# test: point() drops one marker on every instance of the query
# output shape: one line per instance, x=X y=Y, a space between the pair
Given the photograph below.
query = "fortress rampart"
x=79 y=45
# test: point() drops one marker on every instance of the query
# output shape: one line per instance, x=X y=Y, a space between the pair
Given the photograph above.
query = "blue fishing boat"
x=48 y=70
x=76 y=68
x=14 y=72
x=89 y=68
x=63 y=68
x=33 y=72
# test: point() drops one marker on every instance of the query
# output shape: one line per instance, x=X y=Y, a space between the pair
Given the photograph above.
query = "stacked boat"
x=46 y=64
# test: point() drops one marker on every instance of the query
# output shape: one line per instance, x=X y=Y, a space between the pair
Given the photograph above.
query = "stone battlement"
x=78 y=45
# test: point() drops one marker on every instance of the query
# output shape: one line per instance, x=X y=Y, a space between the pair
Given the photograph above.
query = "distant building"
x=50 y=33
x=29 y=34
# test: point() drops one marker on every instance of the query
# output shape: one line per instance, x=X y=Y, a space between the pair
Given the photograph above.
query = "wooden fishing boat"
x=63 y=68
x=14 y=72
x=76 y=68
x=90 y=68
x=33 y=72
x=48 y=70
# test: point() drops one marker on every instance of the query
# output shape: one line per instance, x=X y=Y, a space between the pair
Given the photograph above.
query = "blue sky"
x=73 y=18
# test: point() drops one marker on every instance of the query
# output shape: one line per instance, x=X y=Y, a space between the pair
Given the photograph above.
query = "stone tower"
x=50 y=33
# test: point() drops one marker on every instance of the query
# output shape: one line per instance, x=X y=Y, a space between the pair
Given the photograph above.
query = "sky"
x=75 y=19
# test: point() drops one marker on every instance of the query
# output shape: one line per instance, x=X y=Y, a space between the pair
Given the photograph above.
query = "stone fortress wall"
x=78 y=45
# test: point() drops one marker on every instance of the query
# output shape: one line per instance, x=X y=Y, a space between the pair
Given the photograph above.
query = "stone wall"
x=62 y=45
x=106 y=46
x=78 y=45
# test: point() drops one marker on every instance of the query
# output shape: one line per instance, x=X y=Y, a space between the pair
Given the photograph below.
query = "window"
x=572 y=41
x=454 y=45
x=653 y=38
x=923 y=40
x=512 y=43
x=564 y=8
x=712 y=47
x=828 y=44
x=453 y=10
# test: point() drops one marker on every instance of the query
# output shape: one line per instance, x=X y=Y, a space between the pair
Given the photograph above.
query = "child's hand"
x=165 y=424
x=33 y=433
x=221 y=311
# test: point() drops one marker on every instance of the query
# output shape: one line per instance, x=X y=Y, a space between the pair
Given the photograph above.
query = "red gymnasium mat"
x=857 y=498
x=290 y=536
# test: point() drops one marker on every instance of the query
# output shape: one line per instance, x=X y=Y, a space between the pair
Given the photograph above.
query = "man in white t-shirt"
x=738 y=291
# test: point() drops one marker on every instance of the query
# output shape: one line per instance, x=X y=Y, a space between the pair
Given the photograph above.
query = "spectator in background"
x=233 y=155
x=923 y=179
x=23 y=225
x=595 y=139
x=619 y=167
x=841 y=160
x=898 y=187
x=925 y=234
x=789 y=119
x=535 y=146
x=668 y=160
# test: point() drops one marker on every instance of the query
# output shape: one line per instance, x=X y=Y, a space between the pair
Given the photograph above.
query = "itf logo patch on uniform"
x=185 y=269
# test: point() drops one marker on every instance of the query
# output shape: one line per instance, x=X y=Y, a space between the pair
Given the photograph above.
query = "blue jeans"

-=-=-

▸ **Task**: Set down the records again verbatim, so that each word stays as it is.

▸ **Output**:
# test: point() drops one marker on every instance of the query
# output shape: one line per instance, x=X y=Y, a space between the pair
Given the photograph below.
query = "fortress rampart"
x=79 y=45
# test: point() drops one marker on every instance of the query
# output shape: one line per instance, x=X y=Y, a space between the pair
Given the photograph above.
query = "blue fishing boat"
x=48 y=70
x=76 y=68
x=14 y=72
x=89 y=68
x=63 y=68
x=33 y=72
# test: point() drops one marker on every instance of the query
# output shape: one line per instance, x=X y=Y, a space between the pair
Given the photograph above.
query = "stacked boat"
x=46 y=64
# test: point() drops one marker on every instance of the query
# output shape: one line per instance, x=X y=Y, a space between the pair
Given the photograph above.
query = "stone battlement"
x=78 y=45
# test: point() drops one marker on every instance of the query
# output shape: one line per instance, x=X y=Y, a space between the pair
Given the photograph above.
query = "distant building"
x=50 y=33
x=29 y=34
# test: point() drops one marker on every instance of the query
# output shape: one line per instance, x=X y=Y, a space between the pair
Given the photograph above.
query = "wooden fishing boat"
x=63 y=68
x=14 y=72
x=76 y=68
x=90 y=68
x=33 y=72
x=48 y=70
# test: point() drops one marker on every instance of the query
# output shape: one line per instance, x=X y=Y, a space between the pair
Given the photograph above.
query = "blue sky"
x=73 y=18
# test: point() drops one marker on every instance of the query
# output shape: one line per instance, x=X y=Y, a space between the pair
Given the photograph above.
query = "stone tower"
x=50 y=33
# test: point() drops one marker on every instance of the query
# output shape: one line per instance, x=X y=Y, a space between the pair
Given the photograph above.
query = "sky"
x=75 y=19
# test: point() drops one marker on every instance of the query
# output shape: one line per instance, x=X y=Y, a space between the pair
Given the photograph above.
query = "stone fortress wall"
x=78 y=45
# test: point() drops one marker on every instance of the query
# output shape: one line per instance, x=X y=Y, a space between the pair
Given the photograph above.
query = "stone wall"
x=62 y=45
x=106 y=46
x=78 y=45
# test: point() drops one marker on every instance of the query
# output shape: one line per instance, x=X y=Y, a space between the pair
Given the photograph below.
query = "window"
x=572 y=41
x=454 y=45
x=653 y=38
x=923 y=40
x=512 y=43
x=564 y=8
x=712 y=47
x=828 y=44
x=453 y=10
# test: point() drops one marker on every instance of the query
# output shape: one line per instance, x=X y=Y, a space between the pair
Given the photograph above.
query = "child's hand"
x=165 y=424
x=33 y=433
x=221 y=311
# test: point() drops one marker on every instance of the query
# output shape: one line per instance, x=X y=Y, a space between the pair
Given the photograph above.
query = "red gymnasium mat"
x=857 y=498
x=290 y=536
# test: point() drops one marker on every instance of the query
# output shape: one line per instance, x=X y=Y, a space between the pair
Given the photograph above.
query = "man in white t-shirt"
x=738 y=291
# test: point() drops one marker on every instance of the query
# output shape: one line per instance, x=X y=Y, a space between the pair
Given the photograph above.
query = "spectator in background"
x=233 y=155
x=923 y=179
x=23 y=225
x=595 y=139
x=619 y=167
x=841 y=160
x=898 y=187
x=925 y=234
x=789 y=119
x=535 y=146
x=668 y=160
# test: point() drops one marker on every instance of the query
# output shape: one line per instance, x=X y=Y, a space between the pair
Given the photograph above.
query = "itf logo patch on uniform"
x=185 y=269
# test: point() drops one marker on every instance of the query
# output shape: one line per instance, x=X y=Y, a space between the pair
Given the photograph above.
query = "blue jeans"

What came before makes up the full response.